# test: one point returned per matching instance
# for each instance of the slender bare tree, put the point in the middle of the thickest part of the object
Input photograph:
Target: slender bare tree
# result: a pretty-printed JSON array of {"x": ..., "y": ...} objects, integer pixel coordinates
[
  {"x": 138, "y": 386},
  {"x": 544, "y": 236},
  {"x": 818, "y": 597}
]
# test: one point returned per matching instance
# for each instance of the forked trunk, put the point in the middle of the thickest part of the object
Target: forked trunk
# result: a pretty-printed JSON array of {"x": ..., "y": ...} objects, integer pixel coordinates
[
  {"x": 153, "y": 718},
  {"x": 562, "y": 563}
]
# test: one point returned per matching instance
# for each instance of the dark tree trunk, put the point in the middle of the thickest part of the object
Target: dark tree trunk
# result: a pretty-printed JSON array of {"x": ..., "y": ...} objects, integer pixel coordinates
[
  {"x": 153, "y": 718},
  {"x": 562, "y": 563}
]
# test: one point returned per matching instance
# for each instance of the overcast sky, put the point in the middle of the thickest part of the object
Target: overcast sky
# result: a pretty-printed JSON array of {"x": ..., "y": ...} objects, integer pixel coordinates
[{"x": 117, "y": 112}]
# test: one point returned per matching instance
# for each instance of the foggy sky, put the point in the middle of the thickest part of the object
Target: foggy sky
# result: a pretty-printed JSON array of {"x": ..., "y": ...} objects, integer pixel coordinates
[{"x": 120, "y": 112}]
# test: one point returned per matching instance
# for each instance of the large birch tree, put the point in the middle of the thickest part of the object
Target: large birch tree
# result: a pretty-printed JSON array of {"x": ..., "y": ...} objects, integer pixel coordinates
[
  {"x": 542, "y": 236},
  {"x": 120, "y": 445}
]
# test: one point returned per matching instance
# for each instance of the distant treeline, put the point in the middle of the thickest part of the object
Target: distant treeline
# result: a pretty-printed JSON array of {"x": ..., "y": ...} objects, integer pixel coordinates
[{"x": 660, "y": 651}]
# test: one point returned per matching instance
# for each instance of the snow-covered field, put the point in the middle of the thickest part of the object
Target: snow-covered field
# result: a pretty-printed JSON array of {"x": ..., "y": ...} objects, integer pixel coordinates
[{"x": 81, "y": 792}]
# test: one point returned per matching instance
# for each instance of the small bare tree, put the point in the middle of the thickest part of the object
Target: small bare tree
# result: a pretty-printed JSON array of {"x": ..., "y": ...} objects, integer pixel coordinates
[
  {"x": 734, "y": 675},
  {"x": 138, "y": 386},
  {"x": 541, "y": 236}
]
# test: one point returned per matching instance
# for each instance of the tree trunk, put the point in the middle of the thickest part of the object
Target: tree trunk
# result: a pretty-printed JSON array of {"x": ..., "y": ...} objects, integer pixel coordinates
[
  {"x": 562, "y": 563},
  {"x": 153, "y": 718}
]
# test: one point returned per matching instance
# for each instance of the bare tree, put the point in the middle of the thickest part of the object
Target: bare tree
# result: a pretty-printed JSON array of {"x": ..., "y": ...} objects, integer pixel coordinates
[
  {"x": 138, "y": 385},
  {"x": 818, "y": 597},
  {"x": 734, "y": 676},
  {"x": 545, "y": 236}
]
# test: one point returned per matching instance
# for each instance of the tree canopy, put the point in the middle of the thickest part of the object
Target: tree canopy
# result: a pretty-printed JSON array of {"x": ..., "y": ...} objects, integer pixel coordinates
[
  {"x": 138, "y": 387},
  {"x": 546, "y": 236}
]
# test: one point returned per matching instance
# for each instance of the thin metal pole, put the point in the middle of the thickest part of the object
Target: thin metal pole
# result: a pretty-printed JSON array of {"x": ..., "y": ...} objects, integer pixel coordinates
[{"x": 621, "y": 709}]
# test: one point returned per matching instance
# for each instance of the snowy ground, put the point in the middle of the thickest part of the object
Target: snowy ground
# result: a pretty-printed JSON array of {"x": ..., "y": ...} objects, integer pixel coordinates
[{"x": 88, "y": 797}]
★ ★ ★ ★
Given request — How many lines in the entries above contain the string "dark"? Reply with the number alone.

The response — 2